═════ INPUT
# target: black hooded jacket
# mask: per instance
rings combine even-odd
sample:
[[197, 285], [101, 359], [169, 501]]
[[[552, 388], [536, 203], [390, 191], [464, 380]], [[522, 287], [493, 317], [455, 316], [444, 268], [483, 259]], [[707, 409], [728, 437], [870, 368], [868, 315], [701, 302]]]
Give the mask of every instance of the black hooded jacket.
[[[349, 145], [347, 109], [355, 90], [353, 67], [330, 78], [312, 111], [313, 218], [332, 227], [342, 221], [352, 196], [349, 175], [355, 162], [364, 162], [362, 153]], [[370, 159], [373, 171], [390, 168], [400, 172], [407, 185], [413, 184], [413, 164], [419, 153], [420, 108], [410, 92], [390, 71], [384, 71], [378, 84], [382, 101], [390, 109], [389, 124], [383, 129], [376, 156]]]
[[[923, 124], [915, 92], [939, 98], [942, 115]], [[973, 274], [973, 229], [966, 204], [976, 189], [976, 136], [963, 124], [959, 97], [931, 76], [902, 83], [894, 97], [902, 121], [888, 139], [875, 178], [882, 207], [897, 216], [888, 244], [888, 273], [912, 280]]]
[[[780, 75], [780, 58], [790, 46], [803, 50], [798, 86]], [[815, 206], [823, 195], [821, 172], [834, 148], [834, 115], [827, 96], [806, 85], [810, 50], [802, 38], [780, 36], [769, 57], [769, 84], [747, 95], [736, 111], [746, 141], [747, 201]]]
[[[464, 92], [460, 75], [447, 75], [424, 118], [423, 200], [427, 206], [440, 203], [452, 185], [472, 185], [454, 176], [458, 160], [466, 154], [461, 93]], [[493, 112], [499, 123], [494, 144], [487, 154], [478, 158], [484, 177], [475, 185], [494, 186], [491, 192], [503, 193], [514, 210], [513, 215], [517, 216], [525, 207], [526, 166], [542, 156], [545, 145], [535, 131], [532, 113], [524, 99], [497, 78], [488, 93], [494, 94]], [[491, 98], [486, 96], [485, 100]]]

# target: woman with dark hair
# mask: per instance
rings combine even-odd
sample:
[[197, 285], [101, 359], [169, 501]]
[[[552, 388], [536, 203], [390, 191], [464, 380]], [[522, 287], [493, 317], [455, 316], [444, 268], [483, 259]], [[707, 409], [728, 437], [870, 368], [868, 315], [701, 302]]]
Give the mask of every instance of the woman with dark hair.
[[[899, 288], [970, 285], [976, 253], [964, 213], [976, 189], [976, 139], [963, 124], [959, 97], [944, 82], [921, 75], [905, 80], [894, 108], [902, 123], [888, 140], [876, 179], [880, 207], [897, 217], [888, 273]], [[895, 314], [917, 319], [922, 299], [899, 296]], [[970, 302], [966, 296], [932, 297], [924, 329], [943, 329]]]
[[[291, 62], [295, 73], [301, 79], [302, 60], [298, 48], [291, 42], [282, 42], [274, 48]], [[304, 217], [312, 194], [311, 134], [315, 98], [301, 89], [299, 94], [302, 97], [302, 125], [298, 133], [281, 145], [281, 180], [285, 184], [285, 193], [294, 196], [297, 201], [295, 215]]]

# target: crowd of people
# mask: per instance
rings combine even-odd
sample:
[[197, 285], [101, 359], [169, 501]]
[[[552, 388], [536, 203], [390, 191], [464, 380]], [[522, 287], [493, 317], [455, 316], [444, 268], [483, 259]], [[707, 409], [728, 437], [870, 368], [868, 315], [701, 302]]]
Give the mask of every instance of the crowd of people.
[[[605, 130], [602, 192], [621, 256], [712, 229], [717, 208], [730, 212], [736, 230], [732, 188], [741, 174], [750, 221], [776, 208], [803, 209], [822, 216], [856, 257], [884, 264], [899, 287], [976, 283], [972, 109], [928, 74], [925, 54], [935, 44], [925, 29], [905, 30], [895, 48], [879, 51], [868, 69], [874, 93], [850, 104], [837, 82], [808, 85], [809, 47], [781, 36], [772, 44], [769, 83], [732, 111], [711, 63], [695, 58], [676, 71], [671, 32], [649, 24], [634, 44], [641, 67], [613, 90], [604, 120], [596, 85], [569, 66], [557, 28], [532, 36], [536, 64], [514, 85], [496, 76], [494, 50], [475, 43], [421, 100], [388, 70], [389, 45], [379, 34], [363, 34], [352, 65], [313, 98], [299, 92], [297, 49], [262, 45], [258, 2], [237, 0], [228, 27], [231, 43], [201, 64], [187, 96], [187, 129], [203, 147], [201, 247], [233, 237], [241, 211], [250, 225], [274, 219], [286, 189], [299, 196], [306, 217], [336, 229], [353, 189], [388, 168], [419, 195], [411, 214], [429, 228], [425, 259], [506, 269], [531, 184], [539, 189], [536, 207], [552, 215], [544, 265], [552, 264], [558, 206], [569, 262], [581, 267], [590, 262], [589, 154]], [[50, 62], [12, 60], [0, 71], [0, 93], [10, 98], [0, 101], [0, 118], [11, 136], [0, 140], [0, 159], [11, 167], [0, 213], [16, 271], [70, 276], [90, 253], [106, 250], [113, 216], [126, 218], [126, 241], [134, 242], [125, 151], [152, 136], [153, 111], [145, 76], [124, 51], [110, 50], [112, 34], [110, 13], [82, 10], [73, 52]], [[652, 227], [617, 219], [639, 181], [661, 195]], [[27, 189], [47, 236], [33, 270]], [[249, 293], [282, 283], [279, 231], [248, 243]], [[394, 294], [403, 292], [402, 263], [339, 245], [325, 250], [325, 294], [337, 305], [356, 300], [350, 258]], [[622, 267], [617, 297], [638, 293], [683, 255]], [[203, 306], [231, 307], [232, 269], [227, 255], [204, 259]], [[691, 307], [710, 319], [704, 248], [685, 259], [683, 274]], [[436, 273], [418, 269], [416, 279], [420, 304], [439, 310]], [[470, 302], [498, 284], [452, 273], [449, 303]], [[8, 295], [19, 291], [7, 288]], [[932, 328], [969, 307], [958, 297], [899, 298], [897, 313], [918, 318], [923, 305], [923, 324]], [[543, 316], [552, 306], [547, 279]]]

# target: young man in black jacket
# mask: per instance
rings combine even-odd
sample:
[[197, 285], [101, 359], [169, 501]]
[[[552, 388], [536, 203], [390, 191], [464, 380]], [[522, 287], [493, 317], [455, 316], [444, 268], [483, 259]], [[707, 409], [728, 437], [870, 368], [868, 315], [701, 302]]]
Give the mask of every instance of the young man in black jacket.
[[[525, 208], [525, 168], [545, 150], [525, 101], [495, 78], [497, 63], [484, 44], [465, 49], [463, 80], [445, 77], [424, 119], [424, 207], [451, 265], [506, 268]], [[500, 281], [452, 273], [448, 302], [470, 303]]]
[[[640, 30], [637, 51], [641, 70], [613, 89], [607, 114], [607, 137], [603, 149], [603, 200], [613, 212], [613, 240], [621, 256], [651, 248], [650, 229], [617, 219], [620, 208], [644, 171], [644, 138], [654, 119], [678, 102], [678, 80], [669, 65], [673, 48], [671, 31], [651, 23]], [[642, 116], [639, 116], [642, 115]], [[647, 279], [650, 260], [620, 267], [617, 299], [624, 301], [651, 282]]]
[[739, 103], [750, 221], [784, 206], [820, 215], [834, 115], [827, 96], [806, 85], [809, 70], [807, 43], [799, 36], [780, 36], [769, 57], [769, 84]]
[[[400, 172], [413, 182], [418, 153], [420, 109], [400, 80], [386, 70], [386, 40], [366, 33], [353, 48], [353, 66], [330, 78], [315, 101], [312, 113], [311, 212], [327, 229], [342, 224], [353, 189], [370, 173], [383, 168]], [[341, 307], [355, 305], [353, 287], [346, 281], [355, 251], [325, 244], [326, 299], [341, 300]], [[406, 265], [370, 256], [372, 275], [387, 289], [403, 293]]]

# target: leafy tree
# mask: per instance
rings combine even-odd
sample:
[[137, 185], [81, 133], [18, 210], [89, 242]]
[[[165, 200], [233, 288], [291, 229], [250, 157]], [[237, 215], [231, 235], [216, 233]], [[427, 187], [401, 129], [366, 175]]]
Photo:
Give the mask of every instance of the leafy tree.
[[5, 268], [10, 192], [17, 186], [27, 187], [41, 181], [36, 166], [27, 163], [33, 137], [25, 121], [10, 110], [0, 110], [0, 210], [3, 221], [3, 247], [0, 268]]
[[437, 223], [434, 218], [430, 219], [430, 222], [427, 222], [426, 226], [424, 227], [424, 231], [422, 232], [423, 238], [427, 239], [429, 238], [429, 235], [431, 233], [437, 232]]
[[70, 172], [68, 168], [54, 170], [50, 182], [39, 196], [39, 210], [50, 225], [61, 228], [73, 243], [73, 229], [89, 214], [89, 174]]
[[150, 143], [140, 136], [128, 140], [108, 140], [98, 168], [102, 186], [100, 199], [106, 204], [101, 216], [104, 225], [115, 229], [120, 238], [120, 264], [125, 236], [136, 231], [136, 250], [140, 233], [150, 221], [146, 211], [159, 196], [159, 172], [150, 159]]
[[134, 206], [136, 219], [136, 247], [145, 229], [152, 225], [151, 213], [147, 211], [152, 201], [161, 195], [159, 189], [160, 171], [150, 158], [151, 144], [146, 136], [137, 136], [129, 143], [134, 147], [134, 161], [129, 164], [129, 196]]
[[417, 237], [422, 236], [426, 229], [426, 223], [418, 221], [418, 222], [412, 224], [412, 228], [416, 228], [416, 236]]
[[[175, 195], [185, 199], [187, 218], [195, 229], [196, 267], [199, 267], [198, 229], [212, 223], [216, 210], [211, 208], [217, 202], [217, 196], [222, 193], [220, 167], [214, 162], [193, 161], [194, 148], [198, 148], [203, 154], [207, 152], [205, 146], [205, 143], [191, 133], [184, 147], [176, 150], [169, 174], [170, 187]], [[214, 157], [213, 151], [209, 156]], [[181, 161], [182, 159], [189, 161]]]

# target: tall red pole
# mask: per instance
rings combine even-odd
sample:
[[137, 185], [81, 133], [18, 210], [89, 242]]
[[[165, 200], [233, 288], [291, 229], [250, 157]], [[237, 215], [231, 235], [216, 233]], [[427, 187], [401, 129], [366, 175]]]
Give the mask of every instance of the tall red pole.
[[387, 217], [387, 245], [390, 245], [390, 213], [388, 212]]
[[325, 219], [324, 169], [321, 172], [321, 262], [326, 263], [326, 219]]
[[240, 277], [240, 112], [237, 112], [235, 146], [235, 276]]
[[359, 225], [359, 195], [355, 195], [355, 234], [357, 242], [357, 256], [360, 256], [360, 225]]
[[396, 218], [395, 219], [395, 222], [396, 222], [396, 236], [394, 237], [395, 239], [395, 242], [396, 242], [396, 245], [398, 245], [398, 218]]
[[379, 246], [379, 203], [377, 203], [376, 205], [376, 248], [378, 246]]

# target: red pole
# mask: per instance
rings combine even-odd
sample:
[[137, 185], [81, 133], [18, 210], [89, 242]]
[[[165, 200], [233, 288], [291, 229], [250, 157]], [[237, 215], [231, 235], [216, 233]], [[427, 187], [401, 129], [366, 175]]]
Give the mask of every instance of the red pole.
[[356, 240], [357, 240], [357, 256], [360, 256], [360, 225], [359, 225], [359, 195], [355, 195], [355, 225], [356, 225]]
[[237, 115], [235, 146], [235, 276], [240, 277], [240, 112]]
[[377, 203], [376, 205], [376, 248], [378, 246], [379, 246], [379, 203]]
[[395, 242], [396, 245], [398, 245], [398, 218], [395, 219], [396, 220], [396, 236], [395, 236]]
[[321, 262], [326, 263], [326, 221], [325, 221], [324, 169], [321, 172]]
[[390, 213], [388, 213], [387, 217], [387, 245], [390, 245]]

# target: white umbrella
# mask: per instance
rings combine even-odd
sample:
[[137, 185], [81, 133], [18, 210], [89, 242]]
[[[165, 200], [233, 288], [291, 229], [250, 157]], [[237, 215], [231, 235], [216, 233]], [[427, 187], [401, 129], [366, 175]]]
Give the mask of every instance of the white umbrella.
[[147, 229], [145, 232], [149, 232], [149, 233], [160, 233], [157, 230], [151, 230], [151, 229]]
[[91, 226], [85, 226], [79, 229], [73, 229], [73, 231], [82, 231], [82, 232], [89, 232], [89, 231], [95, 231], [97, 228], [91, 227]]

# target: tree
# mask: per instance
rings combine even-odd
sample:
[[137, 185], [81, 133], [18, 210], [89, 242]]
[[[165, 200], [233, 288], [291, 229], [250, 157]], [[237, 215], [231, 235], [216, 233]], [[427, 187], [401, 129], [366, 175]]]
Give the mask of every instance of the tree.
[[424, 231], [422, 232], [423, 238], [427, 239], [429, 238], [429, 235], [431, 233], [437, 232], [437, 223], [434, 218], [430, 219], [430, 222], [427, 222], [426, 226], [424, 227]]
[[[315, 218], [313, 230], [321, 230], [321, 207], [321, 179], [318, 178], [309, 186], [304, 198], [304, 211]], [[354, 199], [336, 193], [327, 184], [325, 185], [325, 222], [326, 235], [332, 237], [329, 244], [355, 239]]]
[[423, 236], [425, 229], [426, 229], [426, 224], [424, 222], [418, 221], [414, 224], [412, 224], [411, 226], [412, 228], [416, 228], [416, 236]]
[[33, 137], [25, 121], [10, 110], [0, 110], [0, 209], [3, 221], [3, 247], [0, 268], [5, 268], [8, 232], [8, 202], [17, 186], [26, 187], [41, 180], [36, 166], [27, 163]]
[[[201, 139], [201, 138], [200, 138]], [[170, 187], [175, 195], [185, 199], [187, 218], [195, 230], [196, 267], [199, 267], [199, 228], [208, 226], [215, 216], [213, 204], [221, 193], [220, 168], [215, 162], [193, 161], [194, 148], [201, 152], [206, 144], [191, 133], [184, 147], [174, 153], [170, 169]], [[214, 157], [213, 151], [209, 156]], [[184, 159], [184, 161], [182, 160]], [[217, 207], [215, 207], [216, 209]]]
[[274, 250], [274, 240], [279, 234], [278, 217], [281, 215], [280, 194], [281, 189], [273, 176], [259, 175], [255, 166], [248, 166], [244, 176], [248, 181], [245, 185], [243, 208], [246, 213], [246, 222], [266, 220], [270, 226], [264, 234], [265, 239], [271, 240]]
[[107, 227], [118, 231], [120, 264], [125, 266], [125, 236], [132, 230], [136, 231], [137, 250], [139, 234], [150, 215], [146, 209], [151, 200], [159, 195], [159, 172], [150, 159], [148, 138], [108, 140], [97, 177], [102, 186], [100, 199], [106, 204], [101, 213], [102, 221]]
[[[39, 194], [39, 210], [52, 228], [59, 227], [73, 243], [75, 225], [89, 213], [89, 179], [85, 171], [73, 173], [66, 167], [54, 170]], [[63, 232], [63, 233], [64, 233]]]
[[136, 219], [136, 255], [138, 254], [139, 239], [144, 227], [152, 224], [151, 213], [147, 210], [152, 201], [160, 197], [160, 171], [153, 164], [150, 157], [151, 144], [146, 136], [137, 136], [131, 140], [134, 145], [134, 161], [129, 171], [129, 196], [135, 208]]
══════════
REQUIREMENT:
Across the entries above, count the lines with the word "target" and report that count by itself.

YOUR SOLUTION:
9